Given the records below, transcribe each of them exactly.
....................
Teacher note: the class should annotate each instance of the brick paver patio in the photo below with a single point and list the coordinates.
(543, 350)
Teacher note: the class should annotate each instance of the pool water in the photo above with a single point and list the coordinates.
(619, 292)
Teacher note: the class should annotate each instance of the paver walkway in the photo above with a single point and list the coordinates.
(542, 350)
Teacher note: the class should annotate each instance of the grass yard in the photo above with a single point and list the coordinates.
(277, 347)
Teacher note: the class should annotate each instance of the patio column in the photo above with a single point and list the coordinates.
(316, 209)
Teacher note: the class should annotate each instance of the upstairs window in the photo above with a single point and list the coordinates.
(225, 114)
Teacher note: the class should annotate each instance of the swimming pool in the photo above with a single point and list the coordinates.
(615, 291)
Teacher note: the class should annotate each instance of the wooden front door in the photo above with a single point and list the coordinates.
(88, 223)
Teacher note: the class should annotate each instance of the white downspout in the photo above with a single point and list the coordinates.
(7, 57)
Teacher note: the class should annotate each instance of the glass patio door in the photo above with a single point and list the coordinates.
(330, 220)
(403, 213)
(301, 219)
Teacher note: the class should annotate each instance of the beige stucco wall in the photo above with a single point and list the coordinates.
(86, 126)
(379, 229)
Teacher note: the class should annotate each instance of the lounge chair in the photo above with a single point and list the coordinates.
....................
**Task output:**
Teacher note: the class should annotate each instance of the brick paver patio in the photo below with a single point and list the coordinates.
(543, 350)
Teacher note: the class should annotate each instance of the pool water in the photo above with a single point and list the coordinates.
(619, 292)
Teacher note: the class should annotate each instance of the paver walkway in the photo above with a single point and list the coordinates.
(542, 350)
Teacher note: the class should annotate each instance of the grass yard in the photo above with a single point and list the coordinates.
(277, 347)
Teacher note: the class should annotate each instance of the patio column in the photo above with a single point and list the coordinates.
(316, 209)
Teacher note: the class should annotate each instance of the upstairs window in the photo above with a single point and list the coordinates.
(225, 114)
Teacher note: the class should annotate each instance of the swimming pool in the photo above with a single point and list the coordinates.
(615, 291)
Teacher note: the class should annotate each instance of the wooden front door in the photo above with a single point and list the coordinates.
(88, 223)
Teacher note: the class should annotate each instance of the white downspout in the photo above with a single point and list the coordinates.
(7, 57)
Teacher note: the class should annotate each instance of the glass patio door in the photo above with a single point and list the coordinates.
(330, 220)
(403, 213)
(301, 219)
Teacher note: the class should annotate each instance of the beige stucco wall in the photo above with a single point and list the coordinates.
(86, 126)
(379, 229)
Teacher note: the class should annotate each instance of the lounge chair in the photo above with a single point and list the coordinates.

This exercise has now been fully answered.